What is required:
Print each of the records below again, word for word, in the same order.

Extracted material:

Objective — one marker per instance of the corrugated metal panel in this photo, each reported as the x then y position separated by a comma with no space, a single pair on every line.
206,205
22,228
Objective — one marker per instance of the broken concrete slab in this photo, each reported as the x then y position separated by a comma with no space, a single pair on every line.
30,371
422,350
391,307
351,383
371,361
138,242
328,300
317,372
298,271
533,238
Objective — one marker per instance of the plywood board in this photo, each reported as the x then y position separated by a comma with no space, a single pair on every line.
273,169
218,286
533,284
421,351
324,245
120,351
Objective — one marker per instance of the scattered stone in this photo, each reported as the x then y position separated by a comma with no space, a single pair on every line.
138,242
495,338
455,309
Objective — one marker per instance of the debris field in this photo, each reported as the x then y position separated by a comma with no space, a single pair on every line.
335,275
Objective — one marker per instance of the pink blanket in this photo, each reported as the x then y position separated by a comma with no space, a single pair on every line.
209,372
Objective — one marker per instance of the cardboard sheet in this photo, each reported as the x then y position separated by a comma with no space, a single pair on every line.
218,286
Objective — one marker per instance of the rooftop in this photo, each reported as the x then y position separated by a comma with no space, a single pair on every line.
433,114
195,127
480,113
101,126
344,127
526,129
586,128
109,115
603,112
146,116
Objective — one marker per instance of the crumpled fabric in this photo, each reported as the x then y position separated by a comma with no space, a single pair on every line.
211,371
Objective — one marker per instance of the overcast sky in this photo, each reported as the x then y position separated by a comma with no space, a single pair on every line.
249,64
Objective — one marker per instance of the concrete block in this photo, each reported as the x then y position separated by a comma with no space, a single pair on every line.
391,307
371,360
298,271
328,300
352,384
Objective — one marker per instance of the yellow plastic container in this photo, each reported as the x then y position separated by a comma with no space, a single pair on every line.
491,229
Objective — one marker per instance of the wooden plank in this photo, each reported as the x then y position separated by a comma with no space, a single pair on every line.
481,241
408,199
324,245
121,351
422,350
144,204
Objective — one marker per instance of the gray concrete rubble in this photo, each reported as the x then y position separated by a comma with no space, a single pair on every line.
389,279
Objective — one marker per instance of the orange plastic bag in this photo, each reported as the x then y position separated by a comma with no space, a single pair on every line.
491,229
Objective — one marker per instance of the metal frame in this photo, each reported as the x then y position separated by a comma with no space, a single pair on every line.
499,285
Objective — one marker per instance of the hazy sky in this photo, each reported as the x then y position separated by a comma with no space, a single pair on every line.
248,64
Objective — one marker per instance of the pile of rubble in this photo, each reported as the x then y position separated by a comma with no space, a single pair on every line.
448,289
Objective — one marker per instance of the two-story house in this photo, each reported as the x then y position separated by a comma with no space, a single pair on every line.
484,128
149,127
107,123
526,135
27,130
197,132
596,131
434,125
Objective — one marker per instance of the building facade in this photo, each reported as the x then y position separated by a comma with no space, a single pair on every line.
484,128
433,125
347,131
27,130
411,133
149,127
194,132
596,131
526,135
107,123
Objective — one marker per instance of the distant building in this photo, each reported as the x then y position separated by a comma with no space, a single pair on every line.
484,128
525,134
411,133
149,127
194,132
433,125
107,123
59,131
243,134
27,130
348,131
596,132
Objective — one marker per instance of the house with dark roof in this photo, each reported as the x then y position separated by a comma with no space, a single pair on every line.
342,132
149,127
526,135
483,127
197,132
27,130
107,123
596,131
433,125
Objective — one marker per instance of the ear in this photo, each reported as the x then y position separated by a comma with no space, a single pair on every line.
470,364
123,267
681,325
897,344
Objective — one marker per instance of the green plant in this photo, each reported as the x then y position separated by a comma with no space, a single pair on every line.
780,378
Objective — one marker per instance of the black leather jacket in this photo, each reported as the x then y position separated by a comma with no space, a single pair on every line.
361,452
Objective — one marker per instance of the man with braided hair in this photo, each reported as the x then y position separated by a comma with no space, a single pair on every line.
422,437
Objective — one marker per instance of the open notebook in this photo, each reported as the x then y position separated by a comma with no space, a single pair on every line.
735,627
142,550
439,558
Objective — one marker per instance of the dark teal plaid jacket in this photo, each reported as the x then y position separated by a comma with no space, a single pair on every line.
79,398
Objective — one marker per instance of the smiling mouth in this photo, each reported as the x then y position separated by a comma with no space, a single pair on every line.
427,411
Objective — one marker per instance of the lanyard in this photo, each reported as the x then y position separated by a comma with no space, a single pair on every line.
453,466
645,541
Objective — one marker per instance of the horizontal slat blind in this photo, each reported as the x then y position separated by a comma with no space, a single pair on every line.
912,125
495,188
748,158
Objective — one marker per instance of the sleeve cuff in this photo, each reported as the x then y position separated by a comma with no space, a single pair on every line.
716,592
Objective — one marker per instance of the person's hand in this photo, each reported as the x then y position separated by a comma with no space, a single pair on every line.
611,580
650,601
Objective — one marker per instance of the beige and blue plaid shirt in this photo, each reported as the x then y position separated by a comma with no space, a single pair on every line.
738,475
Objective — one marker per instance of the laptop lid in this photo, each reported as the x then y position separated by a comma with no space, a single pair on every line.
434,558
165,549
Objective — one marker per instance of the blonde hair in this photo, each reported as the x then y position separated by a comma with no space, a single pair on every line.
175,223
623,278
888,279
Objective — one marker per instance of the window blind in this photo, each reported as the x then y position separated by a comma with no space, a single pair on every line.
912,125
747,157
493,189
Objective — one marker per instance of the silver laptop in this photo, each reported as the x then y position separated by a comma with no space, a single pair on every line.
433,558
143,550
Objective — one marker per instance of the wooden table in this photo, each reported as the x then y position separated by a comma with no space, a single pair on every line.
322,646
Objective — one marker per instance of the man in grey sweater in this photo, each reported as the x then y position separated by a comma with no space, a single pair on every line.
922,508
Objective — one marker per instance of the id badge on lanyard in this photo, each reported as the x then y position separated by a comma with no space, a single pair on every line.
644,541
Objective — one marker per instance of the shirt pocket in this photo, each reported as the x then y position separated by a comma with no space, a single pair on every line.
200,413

Answer for this exercise:
Objective — one marker per instance of the corrugated metal panel in this photo, each reported as the x then y position separated by a comma with no space, a single pair on every line.
206,205
22,228
Objective — one marker per instance of the broken concrete slab in this photo, each reported as the x then y position separated by a comma with no space, a single pair on every line.
30,371
422,350
391,307
351,383
371,361
138,242
328,300
317,372
298,271
533,238
Objective — one marker per instance of the plywood board in this photo, each reported as the x then y position separated by a comma with no space, a single pair on every line.
273,169
218,286
533,284
421,351
324,245
120,351
Objective — one marker per instance of the scattered stone in this photo, each reported as the x then y position separated by a comma with no space, a single pair on every line.
138,242
495,338
455,309
Objective — one marker per instance of the debris field in this photo, each reported as the x then y position separated by a comma with no space, a single pair on every line.
335,275
Objective — one marker per instance of the pink blanket in this photo, each reported as the x then y position separated by a comma with no space, a single pair on every line.
209,372
Objective — one marker per instance of the cardboard sheet in this photo, each reported as the x then y position separated by a comma with no space, a single pair on every line.
218,286
Objective — one marker per instance of the rooftop in this photo, each reported as the x then y position separated by a comma with no space, a single pair on every line.
433,114
195,127
480,113
101,126
344,127
526,129
586,128
109,115
603,112
146,116
Objective — one marker per instance of the crumpled fabric in this photo, each reported as the x then y position separated by a comma with no space, a single pair on every line.
211,371
Objective — one marker per instance of the overcast sky in this photo, each reported as the x then y position separated by a comma with no space, a single pair on every line.
249,64
Objective — one marker per instance of the concrete block in this photo, each reported as the x then y position separated by a comma with no space, a single pair on every line.
391,307
371,360
298,271
328,300
352,384
Objective — one marker per instance of the yellow plastic container in this photo, each reported as the x then y position separated by a comma with no space, a single pair on every line.
491,229
Objective — one marker per instance of the wooden plank in this photo, each reported as the x then y position separated by a comma with no space, a single pair on every line.
481,241
408,199
324,245
121,351
422,350
144,204
Objective — one marker per instance of the gray concrete rubble in this photo, each reported as the x then y position separated by a comma with no space, a single pair on every line.
389,279
Objective — one marker per instance of the orange plastic bag in this photo, each reported as the x then y position separated by a comma with no space, a single pair on every line.
491,229
Objective — one marker per instance of the metal frame in this photo, each reported as the x then y position separated by a comma with no space, a single pair on every line.
499,285
Objective — one marker per instance of the hazy sky in this photo, each reported as the x then y position separated by a comma with no space, a single pair on every line.
248,64
Objective — one marker per instance of the pile of rubble in this photo, each reported as the x then y position separated by a comma with no space, a single pair on every line.
448,289
Objective — one marker per instance of the two-story house in this photo, each reported as the x then y position separated by a comma with no space, a single pair on every line.
484,128
149,127
107,123
526,135
27,130
197,132
596,131
434,125
Objective — one marker per instance of the building facade in this photo, each reported as the x then y position separated by a comma with no space, a single pair on every line.
484,128
433,125
347,131
27,130
411,133
149,127
194,132
596,131
526,135
107,123
Objective — one marker per instance of the distant building in this photo, each reported as the x then y position separated by a comma with no space, a single pair on every line.
484,128
525,134
411,133
149,127
194,132
433,125
107,123
59,131
243,134
27,130
348,131
596,132
Objective — one marker per instance of the house with dark roof in this photo, each reported as the x then y position separated by a comma with no space, a single pair on every line.
342,132
149,127
526,135
483,127
197,132
27,130
107,123
596,131
433,125
Objective — one marker per instance of the ear in this photo, each reported as the x then y position separated by a comma with no space, a single pair on every line.
470,364
123,267
681,325
897,344
Objective — one marker per instance of the green plant in this photo, each reported as the x then y position separated by a comma with no space, a single pair on every line.
780,378
Objective — one marker per instance of the black leather jacket in this photo, each reported as the x then y position separated by a comma with no space, a single pair on every line.
361,452
Objective — one marker per instance of the man with braided hair in this photo, each reported as the x then y position separated by a comma with no space, a single pair on every line.
422,437
Objective — one marker per instance of the open notebook in this photo, each reported as the x then y position separated by a comma with no space, a single pair on every line.
735,627
142,550
439,558
Objective — one marker per instance of the dark teal plaid jacket in this photo, each reported as the x then y position separated by a comma with no space, a single pair on every line.
79,398
Objective — one marker per instance of the smiling mouth in this photo, each reported as the x then y position separated by a comma with no space, a single pair on every line.
427,411
Objective — one marker per instance of the lanyard in this photo, each reported as the x then y position separated by a comma with no space, a single pair on every line.
453,466
645,541
Objective — one marker per instance of the horizontal slat blind in this photo, each reported as the x then y position separated by a comma with no space, a single pair on every line.
912,125
495,188
748,158
Objective — one marker per instance of the sleeve cuff in this photo, each reported as the x then y position separated by a comma with no space, a single pair on every line.
716,592
Objective — one marker per instance of the person's hand in this photo, each reported as the x then y position separated by a comma with no space, a single pair on every line.
611,580
650,601
Objective — one marker per instance of the beige and blue plaid shirt in this photo, each reported as the x then y position separated by a comma with no space, a single pair on every line.
738,475
Objective — one marker per instance of the laptop lid in this photo, each reported as the x then y position separated by a comma with no space, a single pair on every line.
434,558
165,549
Objective — one marker per instance of the blonde hair in this photo, each reported as the x then y position separated by a comma with no space, a single pair on every line.
175,223
623,278
888,279
Objective — one marker per instance of the window blind in this photo, each reported as the x then y position separated by a comma with no space, a single pair on every line.
912,125
747,157
493,189
Objective — one marker per instance of the silver laptop in this photo, each reported as the x then y position separated by a comma with no space, a single pair on every line.
433,558
143,550
Objective — one marker per instance of the wooden table in this photo, each reported as the x then y position separated by a comma with no space, a single pair on every line.
322,646
Objective — one marker per instance of the man in grey sweater in this photo, each reported as the x then y position separated by a comma with no space, a single pair on every line.
922,508
Objective — one marker per instance of the id badge on lanyard in this photo, each reported as the x then y position separated by a comma with no space, a single pair on every line.
644,541
Objective — one marker per instance of the shirt pocket in this photo, each reported as the x then y position separated by a comma with no space, a single pair on every line.
200,413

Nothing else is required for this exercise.